◆ WHAT IS BEING ASKED
In the records below, find the line that contains "[point] every instance of the dense" and the line that contains "[point] every instance of the asphalt". Set down exactly those lines and every line between them, and nothing more.

◆ LISTED ENTRIES
►

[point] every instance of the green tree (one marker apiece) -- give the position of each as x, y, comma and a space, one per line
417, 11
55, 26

◄
►

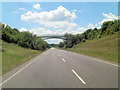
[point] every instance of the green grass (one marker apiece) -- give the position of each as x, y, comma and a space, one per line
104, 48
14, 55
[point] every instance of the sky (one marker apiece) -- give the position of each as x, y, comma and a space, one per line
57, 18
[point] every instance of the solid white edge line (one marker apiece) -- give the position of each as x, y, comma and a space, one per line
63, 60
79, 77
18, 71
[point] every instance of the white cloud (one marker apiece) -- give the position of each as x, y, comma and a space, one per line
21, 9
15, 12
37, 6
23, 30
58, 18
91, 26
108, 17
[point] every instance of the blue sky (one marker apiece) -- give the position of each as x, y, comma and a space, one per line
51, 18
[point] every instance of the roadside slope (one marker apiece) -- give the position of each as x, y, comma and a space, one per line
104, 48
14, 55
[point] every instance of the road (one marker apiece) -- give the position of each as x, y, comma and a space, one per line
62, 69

◄
►

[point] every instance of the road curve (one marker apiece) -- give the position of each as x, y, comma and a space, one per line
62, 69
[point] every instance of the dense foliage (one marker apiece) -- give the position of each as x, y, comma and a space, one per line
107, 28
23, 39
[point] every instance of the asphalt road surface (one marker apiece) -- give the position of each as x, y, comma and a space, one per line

◄

◆ WRITTEN ANSWER
[point] every instance of the dense foliage (one marker apiece) -- give the position of each as x, y, comma and a space, one per line
107, 28
23, 39
[point] every instance of the asphalt road surface (one marker apiece) -- give the position of each as x, y, comma and a space, one per line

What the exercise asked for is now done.